* Input data *

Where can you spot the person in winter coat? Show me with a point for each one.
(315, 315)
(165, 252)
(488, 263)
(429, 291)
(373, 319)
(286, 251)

---

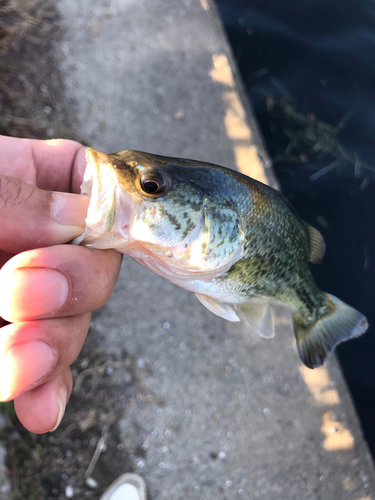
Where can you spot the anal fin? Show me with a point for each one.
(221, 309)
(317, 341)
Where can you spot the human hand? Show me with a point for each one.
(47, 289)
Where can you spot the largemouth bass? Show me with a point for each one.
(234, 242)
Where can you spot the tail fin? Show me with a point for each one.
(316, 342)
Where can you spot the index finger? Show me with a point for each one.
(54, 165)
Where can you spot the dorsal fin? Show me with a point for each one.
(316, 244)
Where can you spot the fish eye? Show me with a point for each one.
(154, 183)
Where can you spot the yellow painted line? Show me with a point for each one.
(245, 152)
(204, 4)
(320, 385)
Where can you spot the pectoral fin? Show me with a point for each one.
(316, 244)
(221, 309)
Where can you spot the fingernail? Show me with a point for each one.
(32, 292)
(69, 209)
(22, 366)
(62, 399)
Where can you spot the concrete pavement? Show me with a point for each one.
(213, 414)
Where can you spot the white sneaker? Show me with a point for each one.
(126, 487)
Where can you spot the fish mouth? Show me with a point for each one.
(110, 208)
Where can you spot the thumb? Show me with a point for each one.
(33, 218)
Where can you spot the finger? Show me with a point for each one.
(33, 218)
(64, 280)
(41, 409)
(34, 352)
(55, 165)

* * *

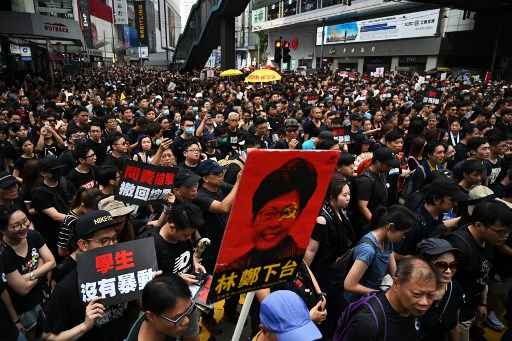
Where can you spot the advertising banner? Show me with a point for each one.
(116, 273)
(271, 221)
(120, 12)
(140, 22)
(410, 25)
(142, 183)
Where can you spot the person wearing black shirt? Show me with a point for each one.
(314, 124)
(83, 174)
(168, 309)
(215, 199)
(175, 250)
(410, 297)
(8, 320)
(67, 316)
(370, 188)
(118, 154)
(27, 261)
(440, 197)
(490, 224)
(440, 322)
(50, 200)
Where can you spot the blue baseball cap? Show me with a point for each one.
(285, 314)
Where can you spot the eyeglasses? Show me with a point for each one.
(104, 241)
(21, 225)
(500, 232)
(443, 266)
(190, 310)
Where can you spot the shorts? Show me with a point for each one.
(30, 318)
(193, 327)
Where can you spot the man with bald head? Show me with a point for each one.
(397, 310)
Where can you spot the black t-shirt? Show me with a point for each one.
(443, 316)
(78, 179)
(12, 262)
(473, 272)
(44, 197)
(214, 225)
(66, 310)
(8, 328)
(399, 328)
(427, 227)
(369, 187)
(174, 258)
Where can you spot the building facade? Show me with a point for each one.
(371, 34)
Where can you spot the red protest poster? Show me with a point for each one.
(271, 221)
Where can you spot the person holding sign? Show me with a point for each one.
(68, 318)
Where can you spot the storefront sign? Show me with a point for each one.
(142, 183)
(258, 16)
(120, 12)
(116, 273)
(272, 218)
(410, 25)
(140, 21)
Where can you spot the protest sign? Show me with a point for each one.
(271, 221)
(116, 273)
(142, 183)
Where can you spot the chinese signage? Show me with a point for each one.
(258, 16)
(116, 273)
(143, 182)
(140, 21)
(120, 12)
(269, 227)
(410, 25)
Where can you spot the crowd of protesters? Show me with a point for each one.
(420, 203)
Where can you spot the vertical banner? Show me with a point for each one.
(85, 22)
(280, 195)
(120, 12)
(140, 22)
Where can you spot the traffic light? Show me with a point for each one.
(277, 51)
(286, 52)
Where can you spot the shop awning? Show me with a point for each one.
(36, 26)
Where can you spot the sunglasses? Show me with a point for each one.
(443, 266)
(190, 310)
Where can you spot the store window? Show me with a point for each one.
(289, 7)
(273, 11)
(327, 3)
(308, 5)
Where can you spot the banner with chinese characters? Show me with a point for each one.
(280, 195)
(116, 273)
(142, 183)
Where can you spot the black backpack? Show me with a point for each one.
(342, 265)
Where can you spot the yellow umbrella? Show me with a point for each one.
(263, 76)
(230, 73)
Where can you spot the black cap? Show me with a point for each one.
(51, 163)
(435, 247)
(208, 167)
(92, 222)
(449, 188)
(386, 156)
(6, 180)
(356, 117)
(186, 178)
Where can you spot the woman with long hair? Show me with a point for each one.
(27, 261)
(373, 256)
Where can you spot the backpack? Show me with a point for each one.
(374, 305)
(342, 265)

* What is required *
Count the lines in the entries above that contain the word "backpack", and reply with only that number.

* Answer *
2